▶ **练习目标**:
请将下方全部条目的各行改写成编号列表，并略去其中的空行。

▶ **所给材料**:
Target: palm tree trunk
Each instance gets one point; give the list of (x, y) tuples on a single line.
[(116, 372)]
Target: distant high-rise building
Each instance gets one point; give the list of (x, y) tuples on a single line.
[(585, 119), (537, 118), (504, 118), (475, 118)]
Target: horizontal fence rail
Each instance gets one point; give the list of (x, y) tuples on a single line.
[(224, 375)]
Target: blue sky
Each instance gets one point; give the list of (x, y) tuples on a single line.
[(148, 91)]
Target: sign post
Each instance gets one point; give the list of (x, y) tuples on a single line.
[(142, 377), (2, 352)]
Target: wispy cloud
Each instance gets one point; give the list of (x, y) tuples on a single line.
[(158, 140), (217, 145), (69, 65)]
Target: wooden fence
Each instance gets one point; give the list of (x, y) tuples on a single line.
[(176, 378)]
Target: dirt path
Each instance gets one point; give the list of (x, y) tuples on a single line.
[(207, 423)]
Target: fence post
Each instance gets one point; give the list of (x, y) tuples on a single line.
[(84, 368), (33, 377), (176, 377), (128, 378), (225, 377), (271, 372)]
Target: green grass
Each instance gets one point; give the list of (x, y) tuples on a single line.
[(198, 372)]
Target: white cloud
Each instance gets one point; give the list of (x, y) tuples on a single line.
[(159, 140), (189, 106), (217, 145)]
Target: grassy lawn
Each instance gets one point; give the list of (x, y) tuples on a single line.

▶ **本题解答**:
1. Target: palm tree trunk
2. Each instance gets one point; give the list of (x, y) tuples on a single line.
3. [(116, 372)]
4. Target: distant high-rise building
5. Each instance gets one point; give the list of (x, y) tuples on a single line.
6. [(585, 119), (537, 118), (504, 118), (475, 118)]
7. Target: horizontal fence rail
8. Each instance gets one point; give the list of (x, y) tuples on a single line.
9. [(224, 375)]
10. Target: blue sky
11. Each instance gets one point; give the list of (x, y) tuples on a single line.
12. [(148, 91)]
13. Target: sign post
14. Each instance gets one point; give the list of (x, y) tuples on a single line.
15. [(142, 377), (2, 352)]
16. Target: wispy cloud
17. Each instance gets one point; give the list of (x, y) tuples on a single line.
18. [(158, 140), (217, 145), (69, 65)]
19. Target: wooden fence
20. Each instance gets one point; give the list of (x, y) tuples on a single line.
21. [(176, 378)]
22. Target: dirt path
23. Each instance gets one point; give the list of (x, y) tuples on a single line.
24. [(207, 423)]
25. Target: fence post
26. Each instance gets one point; give the list of (x, y) tuples on a single line.
27. [(84, 368), (33, 377), (176, 377), (128, 378), (225, 377), (271, 372)]
28. Target: green grass
29. Each instance gets one point; give the list of (x, y) tuples on a single line.
30. [(198, 372)]
31. Target: white cloud
32. Each instance gets one point; give the list of (x, y) tuples on a single line.
33. [(159, 140), (189, 106), (217, 145)]
34. Target: grassy lawn
35. Each instance gets one point; give the list of (x, y) tuples on a single line.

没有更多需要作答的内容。